### Task goal
Lines below that include "instance" are the answer; copy each one.

### Entries supplied

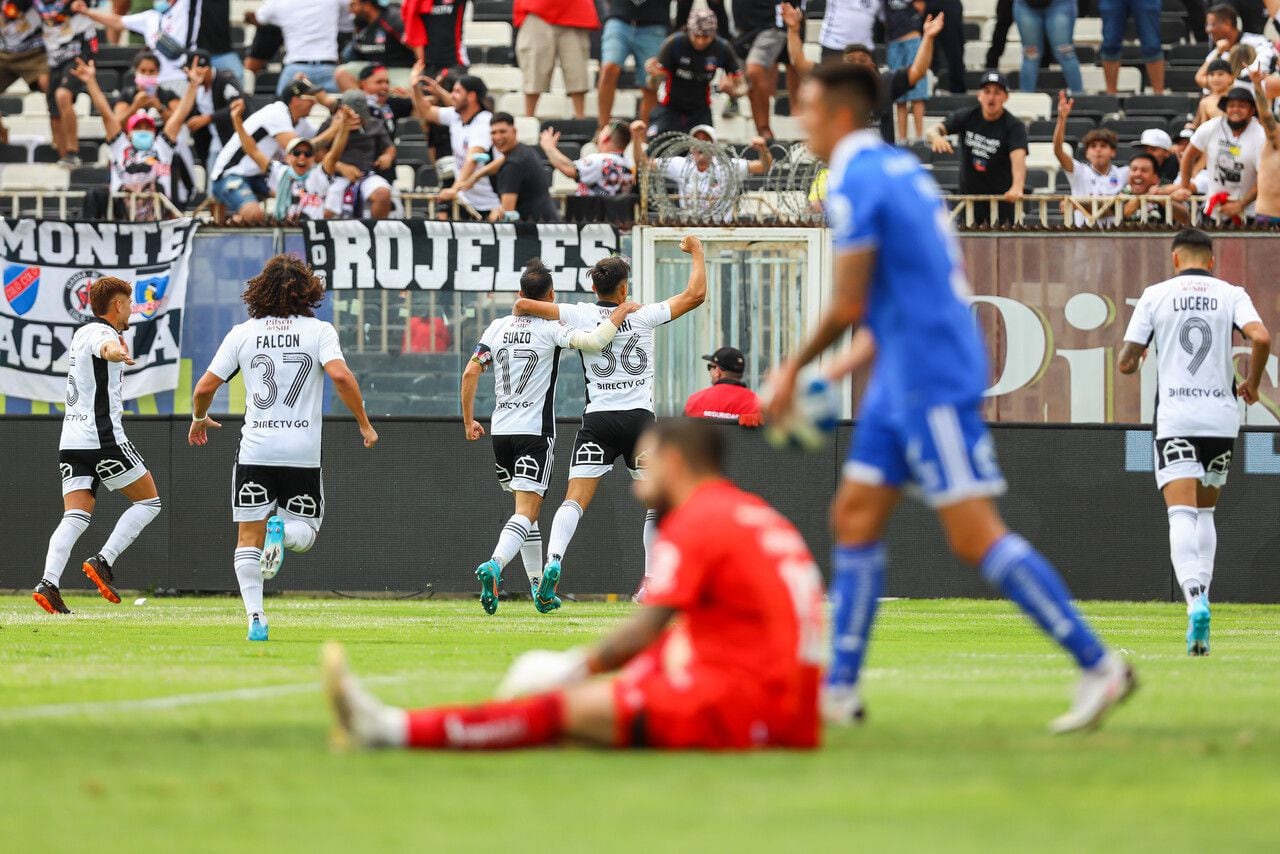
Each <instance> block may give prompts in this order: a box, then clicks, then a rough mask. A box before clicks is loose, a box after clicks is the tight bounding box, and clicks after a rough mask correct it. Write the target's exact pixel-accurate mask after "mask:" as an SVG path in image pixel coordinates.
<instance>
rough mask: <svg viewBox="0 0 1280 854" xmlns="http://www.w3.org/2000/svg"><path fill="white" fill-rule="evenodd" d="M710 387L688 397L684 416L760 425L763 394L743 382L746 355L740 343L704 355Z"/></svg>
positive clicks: (742, 425) (686, 402)
mask: <svg viewBox="0 0 1280 854" xmlns="http://www.w3.org/2000/svg"><path fill="white" fill-rule="evenodd" d="M703 360H704V361H705V362H707V373H708V375H709V376H710V380H712V384H710V388H704V389H703V391H700V392H694V393H692V394H690V396H689V399H687V401H685V416H686V417H691V419H713V420H717V421H736V423H737V424H741V425H742V426H760V398H759V397H756V396H755V392H753V391H751V389H749V388H748V387H746V383H744V382H742V374H744V373H745V371H746V357H745V356H742V351H741V350H739V348H737V347H721V348H719V350H717V351H716V352H714V353H712V355H710V356H703Z"/></svg>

### Problem solution
Each <instance> block may give prompts in this order: a box, then clicks, then a rough mask. A box before clicks is loose, a box after clicks is the tight bounding box, and clicks after a rough mask correct it. Write the target's exact pixel-accurate mask after "mask:" as an SVG path in image pixel coordinates.
<instance>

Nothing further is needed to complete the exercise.